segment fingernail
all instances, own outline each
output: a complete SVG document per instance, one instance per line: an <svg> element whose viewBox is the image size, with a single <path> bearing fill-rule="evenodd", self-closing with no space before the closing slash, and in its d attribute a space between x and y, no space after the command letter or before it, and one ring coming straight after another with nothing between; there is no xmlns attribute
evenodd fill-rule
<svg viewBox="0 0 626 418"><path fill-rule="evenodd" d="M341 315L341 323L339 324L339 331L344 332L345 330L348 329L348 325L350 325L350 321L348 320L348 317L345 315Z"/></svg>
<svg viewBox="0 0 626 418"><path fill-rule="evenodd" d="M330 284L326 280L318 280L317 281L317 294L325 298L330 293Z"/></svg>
════════════════
What you are asked to do —
Reproduce every line of the rows above without changing a single character.

Correct output —
segment fingernail
all instances, own outline each
output: a complete SVG document per instance, one instance per line: an <svg> element whose viewBox is the image size, with a single <path> bearing fill-rule="evenodd", self-closing with no space before the closing slash, and in its d attribute a space between x and y, no space after the command letter or before it, and one ring coming straight after another with nothing between; there is no xmlns attribute
evenodd fill-rule
<svg viewBox="0 0 626 418"><path fill-rule="evenodd" d="M341 315L341 323L339 324L339 331L344 332L345 330L348 329L348 325L350 325L350 321L348 320L348 317L345 315Z"/></svg>
<svg viewBox="0 0 626 418"><path fill-rule="evenodd" d="M330 284L326 280L318 280L317 281L317 294L325 298L330 293Z"/></svg>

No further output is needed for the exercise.